### PASSAGE
+===+
0

I am using Python and urllib2 with some good success. However, I have run into a web site that sets div properties via CSS. That means that the properties are set via JS and/or jQuery (I think!). My urllib2 results have an "empty" DIV that makes sense to a user because the JS sets the things like the size and background color. I tracked down the attributes and they are located in a CSS file (which I assume is dynamically generated server-side).

How can I use urllib2 to make sure that I pick up the full attribute set for the particular DIV?

My code is nothing special, I take it and then send it to BeautifulSoup

rootPage = urllib2.urlopen(someURL)
data = rootPage.read()
soup = BeautifulSoup(myHTML, "lxml")
specialDIV = soup.findAll("div",{"class":"special_div"})

After this code, the specialDIV object only has 1 attribute while the user (and CSS) actually sees 8 attributes on the DIV

FYI I fully realize I could be using twill, but I'm using urllib because of the authentication scheme. I'm hoping I can resolve this without having to move away from urllib

Unknown Coder
  • 6,625
  • 20
  • 79
  • 129
  • 1
    If it's dynamically loaded via JavaScript, you'll have to track down what it's loading and how it's generating those URLs. There is not enough information in the question for us to help you with that. – icktoofay Jan 19 '14 at 02:22
  • @icktoofay as far as I can tell, the page generates a dynamic CSS sheet that contains the attributes that it then applies to the DIV. Is that enough info??? – Unknown Coder Jan 19 '14 at 02:34
  • @JimBeam icktoofay is right. For more details check this post out http://stackoverflow.com/questions/12466900/why-urllib-urlopen-read-does-not-correspond-to-source-code – Anthony Kong Jan 19 '14 at 05:11

0 Answers0
+===+
### AVAILABLE DATA

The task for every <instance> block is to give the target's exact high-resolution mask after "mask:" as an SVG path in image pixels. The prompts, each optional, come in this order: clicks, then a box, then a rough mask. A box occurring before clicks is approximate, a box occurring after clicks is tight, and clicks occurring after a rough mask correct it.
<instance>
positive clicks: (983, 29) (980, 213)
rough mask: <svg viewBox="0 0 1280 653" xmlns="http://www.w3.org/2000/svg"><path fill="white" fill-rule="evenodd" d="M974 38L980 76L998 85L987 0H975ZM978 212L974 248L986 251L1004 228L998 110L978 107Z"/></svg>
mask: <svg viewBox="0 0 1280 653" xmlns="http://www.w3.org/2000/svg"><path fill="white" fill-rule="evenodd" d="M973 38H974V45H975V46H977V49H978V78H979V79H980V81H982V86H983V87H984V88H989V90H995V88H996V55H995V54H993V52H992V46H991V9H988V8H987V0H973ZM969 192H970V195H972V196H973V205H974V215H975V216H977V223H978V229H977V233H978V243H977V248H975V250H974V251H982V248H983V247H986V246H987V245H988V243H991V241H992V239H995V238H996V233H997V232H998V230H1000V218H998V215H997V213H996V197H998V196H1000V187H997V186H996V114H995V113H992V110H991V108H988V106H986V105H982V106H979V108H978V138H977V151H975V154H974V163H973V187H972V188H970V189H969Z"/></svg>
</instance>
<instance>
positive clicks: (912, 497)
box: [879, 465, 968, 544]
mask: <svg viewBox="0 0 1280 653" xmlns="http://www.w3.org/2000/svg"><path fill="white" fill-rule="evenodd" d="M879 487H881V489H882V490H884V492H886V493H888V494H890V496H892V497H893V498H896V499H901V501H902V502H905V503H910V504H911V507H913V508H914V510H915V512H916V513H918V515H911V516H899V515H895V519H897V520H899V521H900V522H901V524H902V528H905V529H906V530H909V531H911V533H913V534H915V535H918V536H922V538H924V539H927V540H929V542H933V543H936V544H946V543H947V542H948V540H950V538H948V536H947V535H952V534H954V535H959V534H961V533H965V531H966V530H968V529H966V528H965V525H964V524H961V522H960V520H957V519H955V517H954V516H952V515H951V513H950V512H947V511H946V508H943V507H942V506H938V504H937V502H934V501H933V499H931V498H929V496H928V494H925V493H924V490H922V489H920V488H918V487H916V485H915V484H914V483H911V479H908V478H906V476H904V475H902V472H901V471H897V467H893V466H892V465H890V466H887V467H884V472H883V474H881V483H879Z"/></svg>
+===+
### LIST OF TASKS
1. Reproduce the part of the urllib2 thread that begins at the words "I am using Python" and ends after the words "data = rootPage.read()".
2. In the urllib2 thread, why does the poster use urllib instead of twill? Answer in one to three sentences.

### RESULTS BY TASK
1.
I am using Python and urllib2 with some good success. However, I have run into a web site that sets div properties via CSS. That means that the properties are set via JS and/or jQuery (I think!). My urllib2 results have an "empty" DIV that makes sense to a user because the JS sets the things like the size and background color. I tracked down the attributes and they are located in a CSS file (which I assume is dynamically generated server-side).

How can I use urllib2 to make sure that I pick up the full attribute set for the particular DIV?

My code is nothing special, I take it and then send it to BeautifulSoup

rootPage = urllib2.urlopen(someURL)
data = rootPage.read()

2. The poster uses urllib because of the site's authentication scheme. The poster hopes to solve the problem without moving away from urllib.